TASK: Return only the tail of the data below, word for word: the line with "Annotation task: tag one point per instance of the rocky cliff" and each line after it through the final one.

AVAILABLE DATA:
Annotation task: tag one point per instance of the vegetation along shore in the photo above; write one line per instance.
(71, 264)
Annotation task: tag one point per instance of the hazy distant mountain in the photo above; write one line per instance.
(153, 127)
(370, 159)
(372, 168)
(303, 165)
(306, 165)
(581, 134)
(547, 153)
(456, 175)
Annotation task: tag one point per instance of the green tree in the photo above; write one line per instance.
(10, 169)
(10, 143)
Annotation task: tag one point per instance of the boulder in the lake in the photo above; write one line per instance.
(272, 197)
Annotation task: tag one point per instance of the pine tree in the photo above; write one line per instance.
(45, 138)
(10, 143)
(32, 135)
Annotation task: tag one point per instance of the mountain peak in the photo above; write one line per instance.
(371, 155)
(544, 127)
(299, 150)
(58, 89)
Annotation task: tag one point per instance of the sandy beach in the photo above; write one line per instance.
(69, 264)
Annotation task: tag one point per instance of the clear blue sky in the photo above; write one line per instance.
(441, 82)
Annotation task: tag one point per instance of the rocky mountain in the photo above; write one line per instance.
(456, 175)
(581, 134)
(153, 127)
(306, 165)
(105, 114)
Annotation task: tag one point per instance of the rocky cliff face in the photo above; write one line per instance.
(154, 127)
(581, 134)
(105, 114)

WRITTEN ANSWER:
Annotation task: tag one point per instance of the rocky cliff face in the photo above; write one line per instance.
(154, 127)
(581, 134)
(105, 114)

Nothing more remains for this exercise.